### YOUR OBJECTIVE
Copy out every line in the items below that contains the word "tree".

### EXERCISE MATERIALS
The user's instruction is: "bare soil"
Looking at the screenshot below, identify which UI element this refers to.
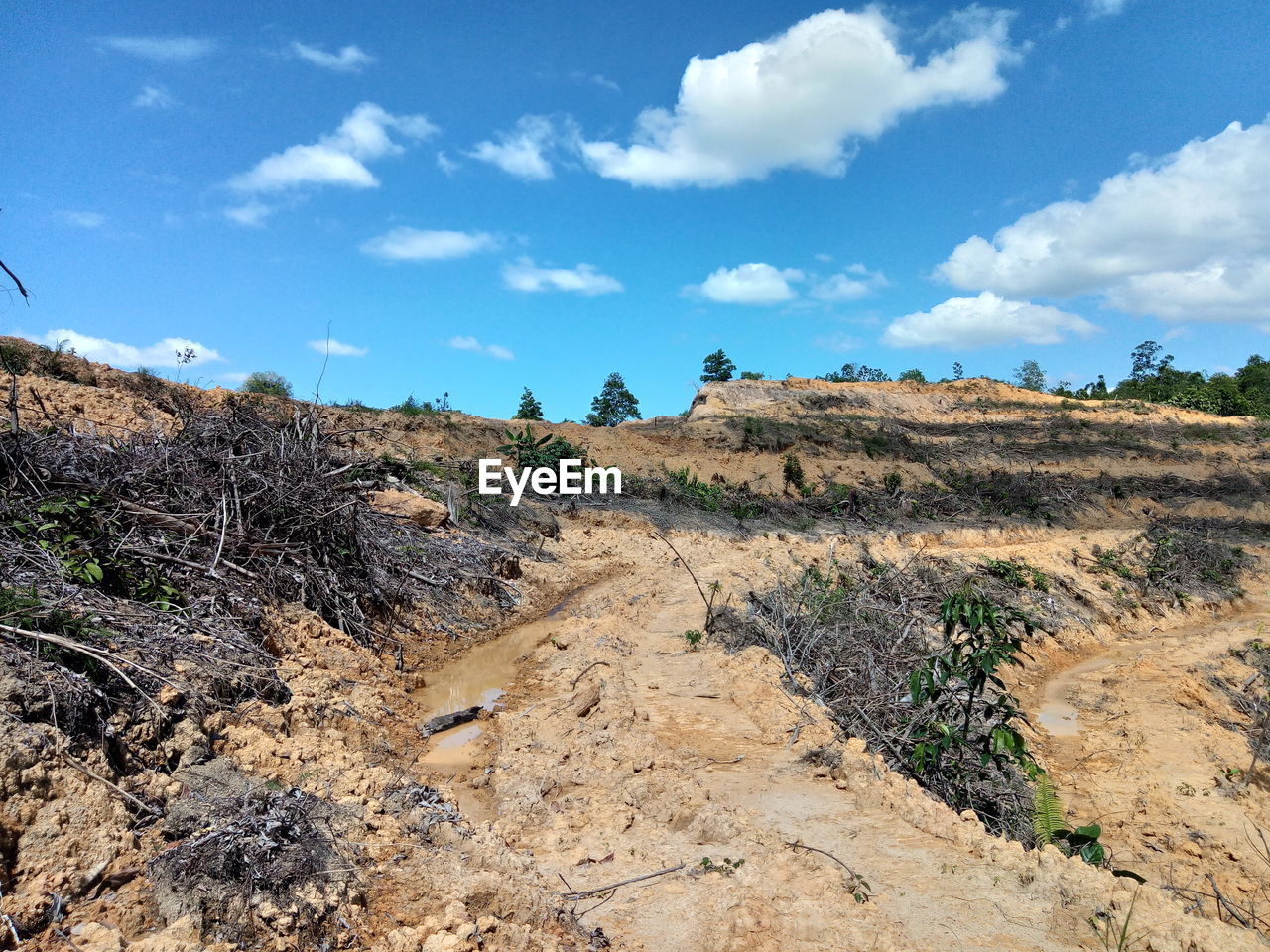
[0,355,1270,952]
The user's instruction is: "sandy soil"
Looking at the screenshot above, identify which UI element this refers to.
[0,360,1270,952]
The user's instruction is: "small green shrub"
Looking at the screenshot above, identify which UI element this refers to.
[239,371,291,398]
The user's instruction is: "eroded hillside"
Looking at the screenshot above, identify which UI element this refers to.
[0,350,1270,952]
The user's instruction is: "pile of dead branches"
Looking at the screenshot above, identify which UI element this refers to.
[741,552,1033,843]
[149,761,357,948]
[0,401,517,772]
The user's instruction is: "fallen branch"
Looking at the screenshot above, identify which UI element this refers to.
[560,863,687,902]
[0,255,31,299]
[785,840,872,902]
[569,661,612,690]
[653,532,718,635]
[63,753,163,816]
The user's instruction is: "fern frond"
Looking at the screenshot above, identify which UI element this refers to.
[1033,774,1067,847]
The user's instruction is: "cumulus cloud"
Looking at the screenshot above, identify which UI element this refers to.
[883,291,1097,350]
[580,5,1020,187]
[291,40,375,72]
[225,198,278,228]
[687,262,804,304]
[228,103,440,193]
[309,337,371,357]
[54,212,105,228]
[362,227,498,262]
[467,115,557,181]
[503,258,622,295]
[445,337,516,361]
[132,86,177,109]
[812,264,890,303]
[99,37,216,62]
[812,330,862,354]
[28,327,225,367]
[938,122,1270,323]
* * *
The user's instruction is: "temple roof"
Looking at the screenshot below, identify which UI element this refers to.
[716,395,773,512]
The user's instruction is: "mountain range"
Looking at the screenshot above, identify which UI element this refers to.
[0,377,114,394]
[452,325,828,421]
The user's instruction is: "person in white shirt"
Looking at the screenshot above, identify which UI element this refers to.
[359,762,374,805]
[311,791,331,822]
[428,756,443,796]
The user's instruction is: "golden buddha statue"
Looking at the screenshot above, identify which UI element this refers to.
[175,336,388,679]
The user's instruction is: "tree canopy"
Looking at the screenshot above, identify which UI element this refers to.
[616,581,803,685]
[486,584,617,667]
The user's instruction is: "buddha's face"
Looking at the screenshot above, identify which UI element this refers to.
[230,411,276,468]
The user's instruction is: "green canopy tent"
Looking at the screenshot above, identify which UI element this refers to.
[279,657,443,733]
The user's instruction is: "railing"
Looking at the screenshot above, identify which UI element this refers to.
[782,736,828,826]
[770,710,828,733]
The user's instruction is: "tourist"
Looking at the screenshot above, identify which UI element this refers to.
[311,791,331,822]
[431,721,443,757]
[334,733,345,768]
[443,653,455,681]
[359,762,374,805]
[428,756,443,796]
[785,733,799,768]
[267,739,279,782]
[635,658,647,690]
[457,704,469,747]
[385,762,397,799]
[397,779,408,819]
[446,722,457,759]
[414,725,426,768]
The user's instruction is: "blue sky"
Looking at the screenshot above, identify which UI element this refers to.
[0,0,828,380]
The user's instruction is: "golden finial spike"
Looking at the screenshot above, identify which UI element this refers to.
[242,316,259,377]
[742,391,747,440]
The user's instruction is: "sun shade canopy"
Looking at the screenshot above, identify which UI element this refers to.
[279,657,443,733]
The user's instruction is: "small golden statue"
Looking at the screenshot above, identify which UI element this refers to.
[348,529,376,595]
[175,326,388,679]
--
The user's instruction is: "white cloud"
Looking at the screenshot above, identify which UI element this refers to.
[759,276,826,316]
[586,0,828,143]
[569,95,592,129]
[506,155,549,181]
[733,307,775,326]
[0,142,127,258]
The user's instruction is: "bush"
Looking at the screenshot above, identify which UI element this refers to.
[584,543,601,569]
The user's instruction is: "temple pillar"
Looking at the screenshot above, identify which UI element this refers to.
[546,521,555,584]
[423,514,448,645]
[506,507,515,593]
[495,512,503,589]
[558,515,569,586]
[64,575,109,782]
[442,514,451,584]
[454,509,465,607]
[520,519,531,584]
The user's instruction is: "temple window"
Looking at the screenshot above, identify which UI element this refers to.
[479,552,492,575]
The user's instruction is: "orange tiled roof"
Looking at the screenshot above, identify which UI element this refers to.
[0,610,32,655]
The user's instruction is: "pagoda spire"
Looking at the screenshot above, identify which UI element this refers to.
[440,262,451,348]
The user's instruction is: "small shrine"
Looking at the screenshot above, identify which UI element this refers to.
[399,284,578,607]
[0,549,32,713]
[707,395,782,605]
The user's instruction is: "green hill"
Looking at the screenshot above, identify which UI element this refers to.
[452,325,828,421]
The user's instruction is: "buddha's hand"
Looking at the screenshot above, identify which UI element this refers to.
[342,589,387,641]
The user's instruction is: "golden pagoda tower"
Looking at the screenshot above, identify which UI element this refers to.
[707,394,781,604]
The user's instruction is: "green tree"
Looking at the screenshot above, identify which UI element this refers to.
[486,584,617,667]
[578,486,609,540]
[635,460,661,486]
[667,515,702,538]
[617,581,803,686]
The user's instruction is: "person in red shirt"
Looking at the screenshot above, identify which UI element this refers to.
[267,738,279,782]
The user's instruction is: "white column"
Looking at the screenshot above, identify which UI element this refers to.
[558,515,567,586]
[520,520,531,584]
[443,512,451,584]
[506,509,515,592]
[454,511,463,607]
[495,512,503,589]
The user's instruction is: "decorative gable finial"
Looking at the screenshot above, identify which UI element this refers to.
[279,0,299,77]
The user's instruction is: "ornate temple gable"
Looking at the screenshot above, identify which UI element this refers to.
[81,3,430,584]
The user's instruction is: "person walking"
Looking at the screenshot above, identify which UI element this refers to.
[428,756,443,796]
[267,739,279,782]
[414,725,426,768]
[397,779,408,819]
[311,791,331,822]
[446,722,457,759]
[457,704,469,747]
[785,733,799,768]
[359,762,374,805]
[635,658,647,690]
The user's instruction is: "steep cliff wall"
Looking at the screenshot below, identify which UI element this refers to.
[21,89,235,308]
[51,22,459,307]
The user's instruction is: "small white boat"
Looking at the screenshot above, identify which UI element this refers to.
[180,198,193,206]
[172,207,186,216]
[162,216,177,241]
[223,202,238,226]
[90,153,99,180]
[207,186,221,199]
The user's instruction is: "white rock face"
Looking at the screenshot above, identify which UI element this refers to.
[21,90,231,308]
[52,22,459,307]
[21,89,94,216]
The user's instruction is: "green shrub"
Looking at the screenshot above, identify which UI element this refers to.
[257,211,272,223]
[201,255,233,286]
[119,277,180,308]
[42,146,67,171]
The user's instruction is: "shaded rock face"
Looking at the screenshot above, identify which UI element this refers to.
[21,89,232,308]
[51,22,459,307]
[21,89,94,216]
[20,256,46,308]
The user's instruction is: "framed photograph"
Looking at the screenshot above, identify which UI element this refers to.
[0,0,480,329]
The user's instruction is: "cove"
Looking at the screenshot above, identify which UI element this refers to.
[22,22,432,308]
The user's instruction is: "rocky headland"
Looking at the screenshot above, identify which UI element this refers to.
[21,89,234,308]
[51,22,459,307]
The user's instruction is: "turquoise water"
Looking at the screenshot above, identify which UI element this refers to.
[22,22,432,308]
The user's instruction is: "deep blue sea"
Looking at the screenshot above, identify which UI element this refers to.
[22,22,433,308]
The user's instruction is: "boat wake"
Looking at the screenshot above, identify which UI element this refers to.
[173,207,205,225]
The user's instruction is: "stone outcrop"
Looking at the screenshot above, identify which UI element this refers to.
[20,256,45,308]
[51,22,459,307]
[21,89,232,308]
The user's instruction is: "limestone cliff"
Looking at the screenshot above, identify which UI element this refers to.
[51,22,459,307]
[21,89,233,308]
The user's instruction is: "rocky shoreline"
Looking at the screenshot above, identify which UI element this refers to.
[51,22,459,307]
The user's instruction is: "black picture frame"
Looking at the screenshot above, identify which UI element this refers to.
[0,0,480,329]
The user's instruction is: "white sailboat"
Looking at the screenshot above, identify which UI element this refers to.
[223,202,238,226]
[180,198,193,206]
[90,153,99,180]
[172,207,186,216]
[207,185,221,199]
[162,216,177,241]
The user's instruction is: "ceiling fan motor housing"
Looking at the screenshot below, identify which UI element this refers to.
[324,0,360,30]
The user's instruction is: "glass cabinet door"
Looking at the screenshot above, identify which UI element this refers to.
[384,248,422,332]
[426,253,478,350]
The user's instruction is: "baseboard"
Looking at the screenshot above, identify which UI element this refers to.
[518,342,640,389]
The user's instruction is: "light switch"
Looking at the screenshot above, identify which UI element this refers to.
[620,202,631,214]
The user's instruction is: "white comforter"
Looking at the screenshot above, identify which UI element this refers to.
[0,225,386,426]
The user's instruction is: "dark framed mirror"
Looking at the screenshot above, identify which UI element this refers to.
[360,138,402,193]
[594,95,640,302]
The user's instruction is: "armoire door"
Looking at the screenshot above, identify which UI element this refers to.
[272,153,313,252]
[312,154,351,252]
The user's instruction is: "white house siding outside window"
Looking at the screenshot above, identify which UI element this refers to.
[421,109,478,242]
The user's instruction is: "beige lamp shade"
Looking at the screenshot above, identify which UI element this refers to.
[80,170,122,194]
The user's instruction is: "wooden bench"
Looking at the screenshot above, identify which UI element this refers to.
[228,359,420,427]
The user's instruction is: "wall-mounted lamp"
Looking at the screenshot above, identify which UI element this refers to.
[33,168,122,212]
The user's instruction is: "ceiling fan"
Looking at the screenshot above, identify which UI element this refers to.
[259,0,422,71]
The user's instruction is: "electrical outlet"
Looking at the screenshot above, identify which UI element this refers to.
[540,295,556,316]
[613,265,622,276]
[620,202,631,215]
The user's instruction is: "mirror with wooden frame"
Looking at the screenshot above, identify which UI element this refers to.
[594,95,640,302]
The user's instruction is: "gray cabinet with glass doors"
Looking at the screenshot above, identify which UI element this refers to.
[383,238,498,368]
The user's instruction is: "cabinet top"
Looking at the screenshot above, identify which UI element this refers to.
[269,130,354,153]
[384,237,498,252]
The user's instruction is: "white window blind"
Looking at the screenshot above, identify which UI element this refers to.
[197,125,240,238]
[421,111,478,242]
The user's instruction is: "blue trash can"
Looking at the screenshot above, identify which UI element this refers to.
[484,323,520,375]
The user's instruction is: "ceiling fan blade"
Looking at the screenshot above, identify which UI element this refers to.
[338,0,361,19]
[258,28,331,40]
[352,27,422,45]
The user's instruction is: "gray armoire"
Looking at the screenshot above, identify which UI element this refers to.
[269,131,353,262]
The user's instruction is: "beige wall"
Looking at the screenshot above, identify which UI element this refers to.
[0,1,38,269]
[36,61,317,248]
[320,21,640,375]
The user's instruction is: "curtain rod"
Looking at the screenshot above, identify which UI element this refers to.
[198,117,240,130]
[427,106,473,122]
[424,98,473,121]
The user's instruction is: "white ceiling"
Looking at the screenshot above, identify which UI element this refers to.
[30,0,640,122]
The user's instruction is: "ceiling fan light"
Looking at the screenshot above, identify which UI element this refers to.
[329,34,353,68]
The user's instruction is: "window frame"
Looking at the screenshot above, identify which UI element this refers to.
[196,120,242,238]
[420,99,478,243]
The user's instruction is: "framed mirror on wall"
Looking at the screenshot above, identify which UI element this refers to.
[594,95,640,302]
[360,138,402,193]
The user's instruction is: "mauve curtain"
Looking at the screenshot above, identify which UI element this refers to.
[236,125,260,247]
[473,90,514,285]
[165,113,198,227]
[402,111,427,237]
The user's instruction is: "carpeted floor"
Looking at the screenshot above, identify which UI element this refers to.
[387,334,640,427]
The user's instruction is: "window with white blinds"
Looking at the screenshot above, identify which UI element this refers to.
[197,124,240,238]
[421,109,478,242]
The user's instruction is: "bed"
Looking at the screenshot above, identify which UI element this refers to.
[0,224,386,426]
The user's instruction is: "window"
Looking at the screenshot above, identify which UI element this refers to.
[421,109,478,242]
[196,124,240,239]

### ANSWER FOR THE TASK
The user's instruction is: "tree canopy"
The user's instruction is: "green tree"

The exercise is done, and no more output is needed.